Document:
W. Gale Cutler's Commentary on "Conflicts within a Manufacturing Firm"
A modern corporation, particularly one with several
manufacturing divisions and internal capabilities to produce
parts and tools it needs to manufacture a finished product, is
a very complex organization. A major corporation can literally
be thought of as a series of individual companies bound
together by the management of the corporation. It is healthy in
such an organization for internal competition to occur in
bidding to make tools, parts, dies, etc. for other portions of
the company. In such competitive bidding, honest quotes can
only be obtained if internal departments/divisions are treated
exactly the same as outside sources also asked to quote.
In Part I of this case, Purchasing should refuse to disclose
outside quotes to the internal tool and die department.
Disclosure of outside quotes violates the relationship a
purchasing department should have with outside vendors and will
give the internal tool and die department an unfair advantage.

What needs to be done:
Quote the commentary on conflicts within a manufacturing firm word for word, from "In Part I of" to "an unfair advantage.". The records that come next are separate material and have no connection to the commentary.

Given data:
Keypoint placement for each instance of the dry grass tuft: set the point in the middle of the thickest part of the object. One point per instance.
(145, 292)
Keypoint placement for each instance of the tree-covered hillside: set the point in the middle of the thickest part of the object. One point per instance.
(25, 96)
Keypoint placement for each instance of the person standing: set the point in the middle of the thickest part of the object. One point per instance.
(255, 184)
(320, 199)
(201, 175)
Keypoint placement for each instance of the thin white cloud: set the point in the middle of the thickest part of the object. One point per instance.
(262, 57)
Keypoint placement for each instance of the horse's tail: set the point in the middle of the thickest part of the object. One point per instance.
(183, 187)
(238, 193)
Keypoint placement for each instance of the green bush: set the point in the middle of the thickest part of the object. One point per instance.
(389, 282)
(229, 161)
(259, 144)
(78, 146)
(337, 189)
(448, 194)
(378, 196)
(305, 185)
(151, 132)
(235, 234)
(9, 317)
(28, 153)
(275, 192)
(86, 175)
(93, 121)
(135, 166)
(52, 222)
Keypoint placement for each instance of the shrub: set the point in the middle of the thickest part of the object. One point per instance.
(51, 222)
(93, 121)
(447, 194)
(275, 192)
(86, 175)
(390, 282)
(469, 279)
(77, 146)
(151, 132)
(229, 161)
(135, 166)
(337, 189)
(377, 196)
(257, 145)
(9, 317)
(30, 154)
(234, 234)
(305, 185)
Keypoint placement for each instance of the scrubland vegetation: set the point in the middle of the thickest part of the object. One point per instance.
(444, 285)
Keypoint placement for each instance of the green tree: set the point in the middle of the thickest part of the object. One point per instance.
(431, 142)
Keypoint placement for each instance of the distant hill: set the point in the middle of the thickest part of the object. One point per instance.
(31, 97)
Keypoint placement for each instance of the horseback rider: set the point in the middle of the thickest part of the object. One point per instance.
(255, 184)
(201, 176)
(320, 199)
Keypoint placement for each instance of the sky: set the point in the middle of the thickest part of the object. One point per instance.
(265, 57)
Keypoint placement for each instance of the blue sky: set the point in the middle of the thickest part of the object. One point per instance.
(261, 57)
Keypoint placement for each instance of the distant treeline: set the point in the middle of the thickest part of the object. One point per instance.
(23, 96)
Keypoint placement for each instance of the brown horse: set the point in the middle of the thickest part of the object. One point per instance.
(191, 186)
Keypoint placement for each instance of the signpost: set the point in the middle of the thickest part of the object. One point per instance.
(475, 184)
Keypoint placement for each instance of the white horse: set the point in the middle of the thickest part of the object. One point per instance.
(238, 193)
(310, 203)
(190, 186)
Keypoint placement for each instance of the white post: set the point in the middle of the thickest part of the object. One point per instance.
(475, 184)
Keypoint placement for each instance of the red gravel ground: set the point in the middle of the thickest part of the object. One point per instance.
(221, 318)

--

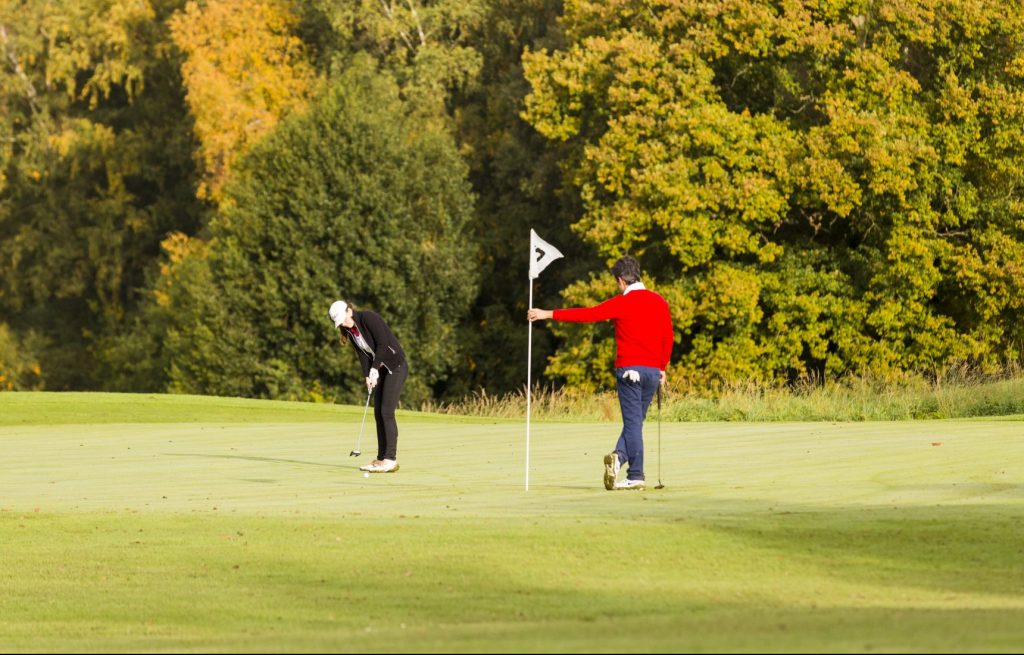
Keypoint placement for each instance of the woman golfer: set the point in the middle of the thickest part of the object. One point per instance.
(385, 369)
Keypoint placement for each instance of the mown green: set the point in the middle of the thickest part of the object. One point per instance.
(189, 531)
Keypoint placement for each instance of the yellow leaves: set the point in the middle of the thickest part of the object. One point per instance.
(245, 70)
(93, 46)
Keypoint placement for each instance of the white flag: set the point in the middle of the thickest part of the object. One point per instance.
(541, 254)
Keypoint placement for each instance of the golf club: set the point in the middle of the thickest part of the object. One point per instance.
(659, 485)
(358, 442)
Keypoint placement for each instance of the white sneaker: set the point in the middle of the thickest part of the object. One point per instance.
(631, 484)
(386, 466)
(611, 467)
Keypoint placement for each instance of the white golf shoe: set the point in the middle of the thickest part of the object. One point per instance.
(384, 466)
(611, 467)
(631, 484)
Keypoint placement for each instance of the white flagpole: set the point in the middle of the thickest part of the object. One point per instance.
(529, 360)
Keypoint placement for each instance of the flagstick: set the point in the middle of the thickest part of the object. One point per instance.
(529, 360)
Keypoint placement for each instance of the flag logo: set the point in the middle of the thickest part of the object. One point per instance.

--

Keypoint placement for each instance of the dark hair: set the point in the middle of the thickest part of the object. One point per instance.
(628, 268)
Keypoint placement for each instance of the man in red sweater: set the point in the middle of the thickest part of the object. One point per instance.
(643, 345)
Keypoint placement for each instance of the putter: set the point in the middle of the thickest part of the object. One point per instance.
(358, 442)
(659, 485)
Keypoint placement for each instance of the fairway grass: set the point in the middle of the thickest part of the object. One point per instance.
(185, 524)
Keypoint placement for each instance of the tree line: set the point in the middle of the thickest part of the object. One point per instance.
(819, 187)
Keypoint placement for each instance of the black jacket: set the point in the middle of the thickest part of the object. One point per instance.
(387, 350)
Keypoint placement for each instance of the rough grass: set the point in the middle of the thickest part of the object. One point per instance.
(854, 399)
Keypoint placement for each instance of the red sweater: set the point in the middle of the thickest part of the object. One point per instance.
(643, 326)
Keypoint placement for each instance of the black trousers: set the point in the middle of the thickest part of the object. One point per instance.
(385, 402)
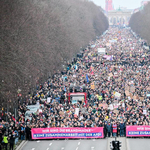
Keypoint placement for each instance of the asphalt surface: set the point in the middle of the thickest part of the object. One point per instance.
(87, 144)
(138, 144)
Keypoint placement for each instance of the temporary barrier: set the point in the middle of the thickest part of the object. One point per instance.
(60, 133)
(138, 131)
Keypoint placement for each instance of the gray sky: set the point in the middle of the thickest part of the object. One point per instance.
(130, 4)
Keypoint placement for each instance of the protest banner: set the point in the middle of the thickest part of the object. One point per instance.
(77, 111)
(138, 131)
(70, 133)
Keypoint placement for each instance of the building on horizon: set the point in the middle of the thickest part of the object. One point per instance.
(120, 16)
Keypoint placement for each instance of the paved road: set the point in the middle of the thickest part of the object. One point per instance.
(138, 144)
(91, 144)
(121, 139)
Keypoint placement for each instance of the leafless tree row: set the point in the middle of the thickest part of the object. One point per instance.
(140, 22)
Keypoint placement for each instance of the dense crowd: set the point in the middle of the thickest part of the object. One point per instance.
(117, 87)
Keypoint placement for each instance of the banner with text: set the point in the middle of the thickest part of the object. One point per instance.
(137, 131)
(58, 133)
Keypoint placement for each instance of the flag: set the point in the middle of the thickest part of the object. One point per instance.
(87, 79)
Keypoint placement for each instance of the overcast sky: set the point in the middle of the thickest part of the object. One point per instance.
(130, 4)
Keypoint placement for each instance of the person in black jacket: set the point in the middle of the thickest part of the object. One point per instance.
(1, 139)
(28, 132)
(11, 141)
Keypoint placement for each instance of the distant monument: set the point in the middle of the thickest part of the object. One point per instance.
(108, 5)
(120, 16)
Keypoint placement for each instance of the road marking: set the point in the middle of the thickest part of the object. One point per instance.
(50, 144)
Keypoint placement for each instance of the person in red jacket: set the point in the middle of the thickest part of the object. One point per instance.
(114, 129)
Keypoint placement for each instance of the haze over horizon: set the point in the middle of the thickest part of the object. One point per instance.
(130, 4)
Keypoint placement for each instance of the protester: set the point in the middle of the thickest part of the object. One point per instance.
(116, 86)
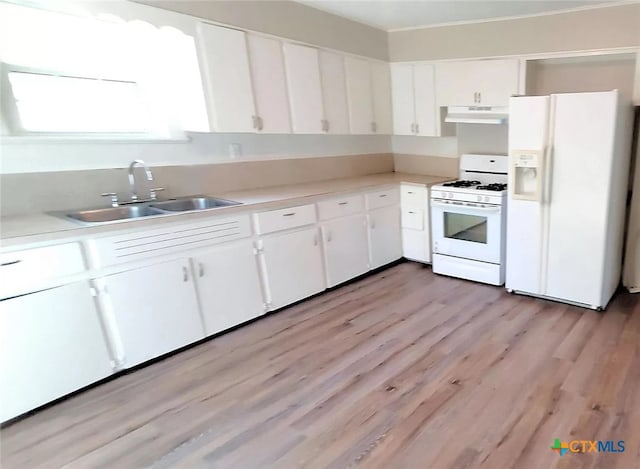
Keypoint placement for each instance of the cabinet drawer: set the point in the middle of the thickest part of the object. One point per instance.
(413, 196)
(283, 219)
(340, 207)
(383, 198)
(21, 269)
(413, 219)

Written response:
In Part I of this case, Purchasing should refuse to disclose
outside quotes to the internal tool and die department.
Disclosure of outside quotes violates the relationship a
purchasing department should have with outside vendors and will
give the internal tool and die department an unfair advantage.